# Exercise requirements:
Would you show every line from the records that holds "Task"?

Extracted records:
= Beginning of Section =
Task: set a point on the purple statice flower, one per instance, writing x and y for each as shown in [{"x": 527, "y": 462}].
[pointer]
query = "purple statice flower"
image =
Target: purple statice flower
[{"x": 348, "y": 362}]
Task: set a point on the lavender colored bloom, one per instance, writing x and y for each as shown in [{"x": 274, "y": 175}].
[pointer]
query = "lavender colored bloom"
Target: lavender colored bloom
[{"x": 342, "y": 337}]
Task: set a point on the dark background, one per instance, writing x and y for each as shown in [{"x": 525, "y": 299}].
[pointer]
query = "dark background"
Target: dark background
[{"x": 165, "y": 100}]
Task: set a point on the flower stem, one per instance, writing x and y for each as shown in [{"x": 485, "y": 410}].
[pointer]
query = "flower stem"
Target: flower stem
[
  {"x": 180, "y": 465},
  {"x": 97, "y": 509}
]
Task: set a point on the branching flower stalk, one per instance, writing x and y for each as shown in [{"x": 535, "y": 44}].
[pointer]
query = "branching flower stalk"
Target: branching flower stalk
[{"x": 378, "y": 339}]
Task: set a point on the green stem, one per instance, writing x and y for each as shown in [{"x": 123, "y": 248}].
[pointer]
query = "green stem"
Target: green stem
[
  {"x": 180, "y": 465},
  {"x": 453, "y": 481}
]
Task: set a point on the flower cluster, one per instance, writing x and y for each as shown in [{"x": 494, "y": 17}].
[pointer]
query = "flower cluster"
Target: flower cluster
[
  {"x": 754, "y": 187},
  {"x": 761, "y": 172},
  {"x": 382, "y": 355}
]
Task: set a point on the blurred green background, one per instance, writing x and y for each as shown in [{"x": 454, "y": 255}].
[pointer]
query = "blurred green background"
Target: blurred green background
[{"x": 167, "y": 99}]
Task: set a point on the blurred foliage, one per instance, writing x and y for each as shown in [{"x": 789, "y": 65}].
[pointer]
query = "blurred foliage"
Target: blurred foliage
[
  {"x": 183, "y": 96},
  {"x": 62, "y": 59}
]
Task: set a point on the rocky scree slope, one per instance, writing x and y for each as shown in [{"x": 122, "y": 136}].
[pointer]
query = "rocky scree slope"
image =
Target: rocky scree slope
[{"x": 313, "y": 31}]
= End of Section =
# Reply:
Task: set a point on the purple statice flower, one per instance, writing x and y for each as shown in [{"x": 527, "y": 462}].
Task: set a point on the lavender colored bloom, one per instance, writing x and y for each as shown in [{"x": 274, "y": 175}].
Task: set a point on the dark background, one per instance, writing x and y for each as shown in [{"x": 525, "y": 299}].
Task: set a point on the flower stem, one per instance, writing x and y for each as shown in [{"x": 485, "y": 410}].
Task: set a point on the branching flower stalk, one per instance, writing x and y for each as shown in [{"x": 535, "y": 44}].
Task: set a point on the green stem, one per instance, writing x and y for each as shown in [{"x": 123, "y": 248}].
Task: set a point on the flower cluster, one per instance, writing x and y for each as shown in [{"x": 494, "y": 17}].
Task: set a point on the blurred green background, one per instance, writing x and y for each as shown in [{"x": 454, "y": 255}].
Task: set a point on the blurred foliage, one per instance, writing x and y for each as shown in [{"x": 789, "y": 65}].
Task: set a point on the rocky scree slope, one per instance, writing x and y for each as shown in [{"x": 122, "y": 136}].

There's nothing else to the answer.